Once the images are set aside, write out the rest of the records exactly.

::: DATASET RECORDS :::

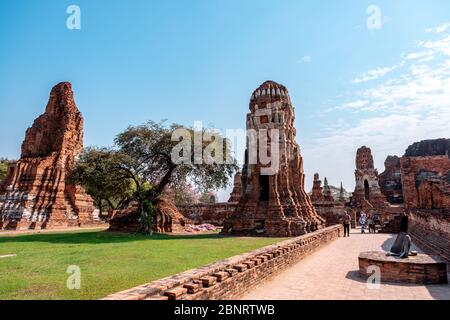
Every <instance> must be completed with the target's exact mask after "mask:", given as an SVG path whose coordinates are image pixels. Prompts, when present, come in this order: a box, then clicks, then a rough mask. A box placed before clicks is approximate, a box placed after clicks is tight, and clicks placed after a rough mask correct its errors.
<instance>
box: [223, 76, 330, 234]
mask: <svg viewBox="0 0 450 320" xmlns="http://www.w3.org/2000/svg"><path fill="white" fill-rule="evenodd" d="M294 117H295V116H294V107H293V106H292V103H291V99H290V96H289V93H288V90H287V89H286V87H284V86H282V85H280V84H278V83H276V82H273V81H267V82H265V83H263V84H262V85H261V86H260V87H259V88H258V89H256V90H255V91H254V92H253V94H252V96H251V100H250V113H248V115H247V130H248V131H249V130H252V131H256V132H257V135H258V137H259V138H258V139H262V138H261V137H267V138H266V139H265V142H263V143H266V144H267V150H270V149H271V143H272V141H271V137H272V135H271V133H272V130H278V132H279V138H280V145H279V146H280V147H279V155H280V157H279V159H280V166H279V170H278V171H277V172H275V173H274V174H269V175H268V174H266V173H265V172H264V171H265V170H263V169H267V168H268V167H270V164H269V165H264V164H262V162H261V159H260V157H258V159H257V161H256V163H250V159H249V158H250V154H251V151H254V150H250V149H249V148H250V147H251V146H250V145H249V141H247V149H246V152H245V163H244V166H243V170H242V197H241V198H240V201H239V204H238V205H237V208H236V211H235V212H234V214H233V215H232V216H231V217H230V218H228V219H226V220H225V223H224V232H225V233H231V234H254V235H265V236H274V237H275V236H276V237H285V236H289V237H290V236H298V235H303V234H305V233H308V232H313V231H316V230H318V229H320V228H322V227H323V226H324V224H325V223H324V222H325V221H324V219H323V218H321V217H320V216H319V215H318V214H317V212H316V210H315V209H314V206H313V205H312V203H311V200H310V198H309V196H308V195H307V193H306V192H305V188H304V183H305V174H304V171H303V159H302V156H301V154H300V147H299V145H298V144H297V142H296V130H295V128H294ZM258 142H259V143H258V151H259V150H260V149H259V148H261V145H262V146H263V147H266V145H264V144H261V140H258ZM258 154H259V152H258ZM272 161H274V159H273V158H272Z"/></svg>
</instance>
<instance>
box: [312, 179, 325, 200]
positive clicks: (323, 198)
mask: <svg viewBox="0 0 450 320" xmlns="http://www.w3.org/2000/svg"><path fill="white" fill-rule="evenodd" d="M311 201H312V202H313V203H314V202H320V201H324V197H323V188H322V181H321V180H320V177H319V174H318V173H315V174H314V182H313V189H312V192H311Z"/></svg>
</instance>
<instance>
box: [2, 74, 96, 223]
mask: <svg viewBox="0 0 450 320" xmlns="http://www.w3.org/2000/svg"><path fill="white" fill-rule="evenodd" d="M82 148H83V117H82V115H81V113H80V112H79V111H78V109H77V107H76V105H75V101H74V98H73V92H72V87H71V84H70V83H68V82H63V83H60V84H58V85H56V86H55V87H54V88H53V89H52V91H51V94H50V99H49V102H48V104H47V107H46V110H45V113H44V114H43V115H41V116H40V117H39V118H37V119H36V120H35V121H34V123H33V126H32V127H31V128H29V129H28V130H27V132H26V135H25V140H24V142H23V144H22V155H21V157H20V160H19V161H17V162H16V163H15V164H13V165H12V166H11V167H10V168H9V171H8V175H7V176H6V178H5V180H4V182H3V183H2V185H1V187H0V228H3V229H28V228H33V229H35V228H36V229H38V228H62V227H71V226H85V225H90V224H94V223H96V222H97V220H98V216H97V214H96V212H97V211H96V210H95V208H94V206H93V201H92V199H91V198H90V197H89V196H88V195H87V194H86V193H85V192H84V190H83V188H81V187H79V186H73V185H70V184H68V183H67V182H66V176H67V173H68V170H70V168H71V167H72V165H73V164H74V162H75V157H76V156H77V155H78V154H79V153H80V152H81V150H82Z"/></svg>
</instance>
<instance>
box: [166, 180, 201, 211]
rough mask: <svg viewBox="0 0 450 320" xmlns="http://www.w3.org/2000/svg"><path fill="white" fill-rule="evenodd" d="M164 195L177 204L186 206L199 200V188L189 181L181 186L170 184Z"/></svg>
mask: <svg viewBox="0 0 450 320" xmlns="http://www.w3.org/2000/svg"><path fill="white" fill-rule="evenodd" d="M164 197H165V198H167V199H169V200H170V201H172V202H173V203H174V204H175V205H176V206H185V205H190V204H194V203H198V202H199V200H198V198H199V195H198V192H197V190H195V189H194V188H192V187H191V185H190V184H188V183H186V184H184V185H179V186H169V187H168V188H166V191H164Z"/></svg>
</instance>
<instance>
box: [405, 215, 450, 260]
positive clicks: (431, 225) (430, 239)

:::

> [ANSWER TO THE EXERCISE]:
Every <instance> must be completed with the target's exact mask after "mask:", given as an SVG path whose coordinates are image pixels. Prompts, when present, come in this order: a box, then clicks, then a rough mask. A box placed before clicks is approximate, a box placed after clicks is tight, and clicks placed after a rough mask correct its errors.
<instance>
box: [223, 76, 330, 234]
mask: <svg viewBox="0 0 450 320" xmlns="http://www.w3.org/2000/svg"><path fill="white" fill-rule="evenodd" d="M294 117H295V116H294V107H293V106H292V103H291V99H290V96H289V93H288V90H287V89H286V87H284V86H282V85H280V84H278V83H276V82H273V81H267V82H265V83H263V84H262V85H261V86H260V87H259V88H258V89H256V90H255V91H254V92H253V94H252V96H251V100H250V113H248V115H247V130H248V131H249V130H252V131H256V132H257V135H258V137H259V138H258V139H262V138H261V137H267V138H266V139H265V142H263V143H266V144H267V150H270V149H271V143H272V141H271V137H272V135H271V133H272V130H278V132H279V138H280V145H279V146H280V147H279V155H280V157H279V159H280V166H279V170H278V171H277V172H275V173H274V174H269V175H268V174H266V173H265V172H264V171H265V170H263V169H267V168H268V167H270V164H269V165H264V164H262V162H261V159H260V157H258V159H257V161H256V163H250V159H249V158H250V154H251V151H254V150H250V149H249V148H250V147H251V146H250V145H249V141H247V149H246V152H245V163H244V166H243V170H242V197H241V198H240V201H239V204H238V205H237V208H236V211H235V212H234V214H233V215H232V216H231V217H230V218H228V219H226V220H225V223H224V232H225V233H231V234H254V235H265V236H274V237H275V236H276V237H285V236H289V237H290V236H298V235H303V234H305V233H308V232H313V231H316V230H318V229H320V228H322V227H323V226H324V224H325V223H324V222H325V221H324V219H323V218H321V217H320V216H319V215H318V214H317V212H316V210H315V209H314V206H313V205H312V203H311V200H310V198H309V196H308V195H307V193H306V192H305V188H304V183H305V174H304V171H303V159H302V156H301V154H300V147H299V145H298V144H297V142H296V130H295V128H294ZM258 142H259V143H258V151H259V150H260V149H259V148H261V145H262V146H263V147H266V145H264V144H261V140H258ZM258 154H259V152H258ZM272 161H274V159H273V158H272Z"/></svg>
</instance>
<instance>
box: [312, 179, 325, 200]
positive clicks: (323, 198)
mask: <svg viewBox="0 0 450 320" xmlns="http://www.w3.org/2000/svg"><path fill="white" fill-rule="evenodd" d="M311 201H312V202H313V203H314V202H320V201H324V197H323V188H322V181H321V180H320V177H319V174H318V173H315V174H314V182H313V189H312V192H311Z"/></svg>
</instance>
<instance>
box: [2, 74, 96, 223]
mask: <svg viewBox="0 0 450 320" xmlns="http://www.w3.org/2000/svg"><path fill="white" fill-rule="evenodd" d="M82 148H83V117H82V115H81V113H80V112H79V111H78V109H77V107H76V105H75V101H74V98H73V92H72V87H71V84H70V83H68V82H63V83H60V84H58V85H56V86H55V87H54V88H53V89H52V91H51V94H50V99H49V102H48V104H47V107H46V110H45V113H44V114H43V115H41V116H40V117H39V118H37V119H36V120H35V121H34V123H33V126H32V127H31V128H29V129H28V130H27V132H26V135H25V140H24V142H23V144H22V155H21V157H20V160H19V161H17V162H16V163H15V164H13V165H12V166H11V167H10V168H9V171H8V175H7V176H6V178H5V180H4V182H3V183H2V185H1V187H0V228H3V229H28V228H33V229H35V228H36V229H38V228H62V227H71V226H85V225H90V224H94V223H96V222H97V220H98V216H97V214H96V212H97V211H96V210H95V208H94V206H93V201H92V199H91V198H90V197H89V196H88V195H87V194H86V193H85V192H84V190H83V188H81V187H79V186H73V185H70V184H68V183H67V182H66V176H67V173H68V170H70V168H71V167H72V165H73V164H74V162H75V157H76V156H77V155H78V154H79V153H80V152H81V150H82Z"/></svg>
</instance>
<instance>
box: [166, 180, 201, 211]
rough mask: <svg viewBox="0 0 450 320" xmlns="http://www.w3.org/2000/svg"><path fill="white" fill-rule="evenodd" d="M164 195L177 204L186 206L199 200V188L189 181L181 186L170 184Z"/></svg>
mask: <svg viewBox="0 0 450 320" xmlns="http://www.w3.org/2000/svg"><path fill="white" fill-rule="evenodd" d="M164 197H165V198H167V199H169V200H170V201H172V202H173V203H174V204H175V205H176V206H185V205H190V204H194V203H198V202H199V200H198V198H199V195H198V192H197V190H195V189H194V188H192V187H191V185H190V184H188V183H186V184H184V185H179V186H169V187H168V188H166V191H164Z"/></svg>
</instance>
<instance>
box: [405, 215, 450, 260]
positive clicks: (431, 225) (430, 239)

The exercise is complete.